QUOTED PASSAGE »
They said King, Snohomish and Pierce counties are currently the hot spots in the region. According to the health department's statement:

“We are very concerned that disease transmission will only grow over the next few weeks with the holidays coming up. The threat to overwhelming not just our hospital systems, but our ability to do contact tracing, is real. We need everyone in Washington state to take action now to stop the spread.”

-- Kim Shepard

SUNDAY, NOVEMBER 8

SIFF will continue in 2021...virtually

2 p.m. -- The Seattle International Film Festival will continue its annual event in 2021. But this time, it will be held virtually and seen from the comfort of cinephiles' homes.

The virtual film festival is slated for April 8-18, 2021.

The Seattle PI reports that SIFF is currently calling for entries to the film festival. It plans to show about 100 feature films and other programs online. SIFF even has its own Roku channel for streaming audiences.

-- Dyer Oxley

Schools can prevent most Covid outbreaks without routine testing, study finds

1 p.m. -- Schools can prevent Covid outbreaks without routinely testing attendees — that's if they take enough other precautions and community transmission is low, according to new report from the Institute for Disease Modeling.

Computer models created by the Institute for Disease Modeling showed that routine testing was usually less valuable than preventive measures, such as reopening to younger students first and using hybrid schedules, which are currently recommended by the Washington State Department of Health. Other measures include state-mandated precautions, like mask-wearing, frequent hand-washing and sanitizing, thorough symptom screening, and adequate ventilation.

With those precautions in place, and low rates of community transmission, only 2% of staff and students would be expected to get Covid at school or elsewhere over a three-month period, the institute found.

Read more details here.

-- Ann Dornfeld

Washington hospitals preparing as Covid cases surge

10 a.m. -- Local hospitals are trying to find enough space to accommodate the current surge in Covid-19 cases.

KIRO 7 reports that the Washington State Hospital Association is already considering which surgeries and other hospital operations can be cancelled as Covid-19 cases rise and more hospital space is needed.

Health officials are asking people to stay home for Thanksgiving, and to increase social distancing.

-- Dyer Oxley

SATURDAY, NOVEMBER 7

King, Snohomish, Pierce are hot zones for Covid transmission

5 p.m. — Limit in-person gatherings, even small ones, the Washington State Department of Health is urging, as Covid spread intensifies across Washington state.

Saturday marked a high mark for number of diagnosed cases announced in Washington state: 1,777 in one day.

Western Washington – King, Pierce, and Snohomish counties in particular – are hot zones for transmission of the disease.

“These numbers reflect an overall surge that started in mid-September and are very troubling as we head into darker, colder months, the holidays and respiratory virus season,” the health department said.

The fall surge has erased progress made this summer, the department release continued.

COVID-19 is currently spreading very quickly in Washington state,” said Secretary of Health John Wiesman. “We are very concerned that disease transmission will only grow over the next few weeks with the holidays coming up. The threat to overwhelming not just our hospital systems, but our ability to do contact tracing, is real. We need everyone in Washington state to take action now to stop the spread.”

“These increases reflect the impact of our collective decisions and behavior. Each one of us needs to take immediate action to avoid new restrictions and prevent our hospitals from becoming overwhelmed,” said Deputy Secretary of Health for Covid-19 Response Lacy Fehrenbach.

“We are all tired and want to spend time with loved ones during the holidays and continue progress toward safely reopening schools, but high community rates increase the risk of every single activity we do, and unfortunately, the virus does not get tired or take holidays. We know what works to reduce the spread of COVID-19 and we’ve flattened our curve before. We must push through the fatigue and redouble our efforts to contain the virus.”

GIVEN INFORMATION »
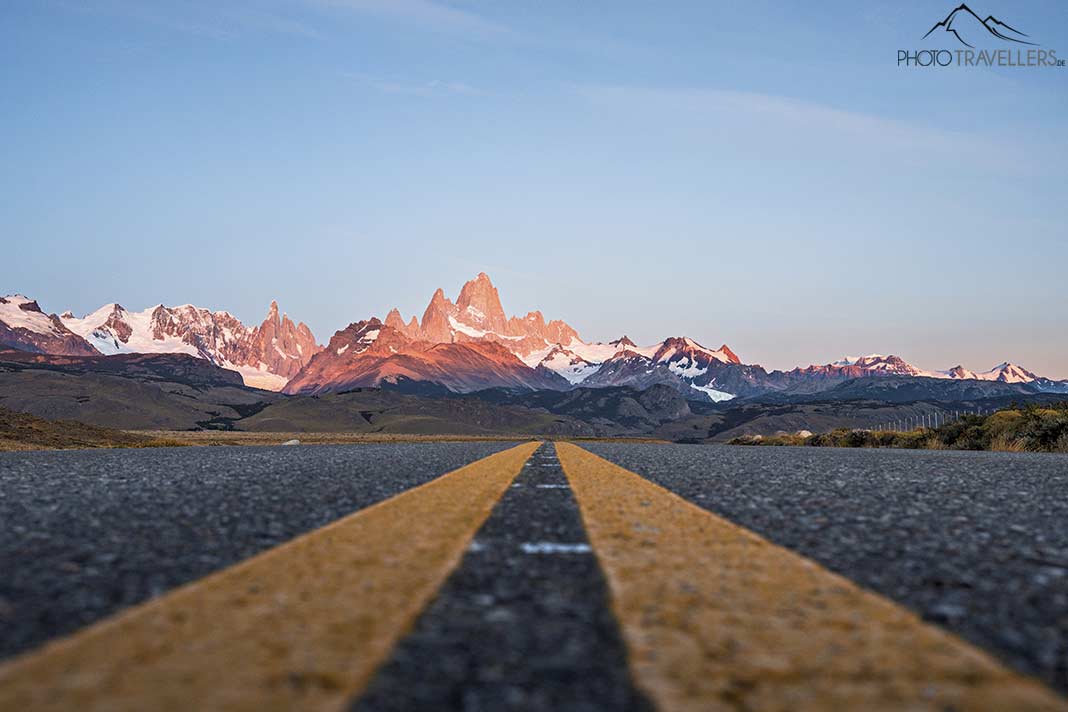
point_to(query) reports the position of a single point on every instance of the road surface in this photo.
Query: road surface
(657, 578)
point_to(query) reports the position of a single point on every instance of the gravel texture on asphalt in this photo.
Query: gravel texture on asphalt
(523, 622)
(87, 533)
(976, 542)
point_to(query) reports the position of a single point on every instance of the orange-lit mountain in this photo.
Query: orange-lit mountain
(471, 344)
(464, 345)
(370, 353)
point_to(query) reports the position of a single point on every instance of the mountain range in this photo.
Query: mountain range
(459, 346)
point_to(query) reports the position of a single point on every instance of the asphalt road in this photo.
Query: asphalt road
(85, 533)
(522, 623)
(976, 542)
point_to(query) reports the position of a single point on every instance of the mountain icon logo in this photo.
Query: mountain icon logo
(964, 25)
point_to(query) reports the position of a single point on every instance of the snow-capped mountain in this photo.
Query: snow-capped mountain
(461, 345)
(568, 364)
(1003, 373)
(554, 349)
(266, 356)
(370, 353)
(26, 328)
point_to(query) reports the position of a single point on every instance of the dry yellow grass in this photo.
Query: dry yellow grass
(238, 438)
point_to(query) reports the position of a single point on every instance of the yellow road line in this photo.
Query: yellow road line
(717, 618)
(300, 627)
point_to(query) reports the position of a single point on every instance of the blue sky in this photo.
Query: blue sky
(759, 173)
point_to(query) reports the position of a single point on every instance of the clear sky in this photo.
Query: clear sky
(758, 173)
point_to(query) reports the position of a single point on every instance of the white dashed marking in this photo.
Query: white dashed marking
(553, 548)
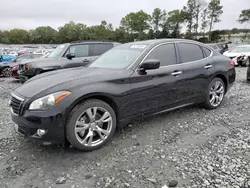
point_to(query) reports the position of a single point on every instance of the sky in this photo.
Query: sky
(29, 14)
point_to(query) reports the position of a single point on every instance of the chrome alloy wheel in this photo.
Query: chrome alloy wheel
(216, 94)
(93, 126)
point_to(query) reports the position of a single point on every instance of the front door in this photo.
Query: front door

TASK INSTRUCTIONS »
1/ Answer these from the Washington Covid updates, each on its own line:
(a) On what dates is the virtual film festival scheduled?
(b) How many diagnosed cases were announced in Washington state on Saturday?
(c) Under the stated precautions and low community transmission, what share of staff and students would be expected to get Covid over a three-month period?
2/ Write out the part of the Washington Covid updates between "KIRO 7 reports" and "across Washington state.", inclusive.
3/ List every headline that introduces an entry in the Washington Covid updates.

TASK RESULTS »
1/
(a) April 8-18, 2021
(b) 1,777
(c) 2%

2/
KIRO 7 reports that the Washington State Hospital Association is already considering which surgeries and other hospital operations can be cancelled as Covid-19 cases rise and more hospital space is needed.

Health officials are asking people to stay home for Thanksgiving, and to increase social distancing.

-- Dyer Oxley

SATURDAY, NOVEMBER 7

King, Snohomish, Pierce are hot zones for Covid transmission

5 p.m. — Limit in-person gatherings, even small ones, the Washington State Department of Health is urging, as Covid spread intensifies across Washington state.

3/
SIFF will continue in 2021...virtually
Schools can prevent most Covid outbreaks without routine testing, study finds
Washington hospitals preparing as Covid cases surge
King, Snohomish, Pierce are hot zones for Covid transmission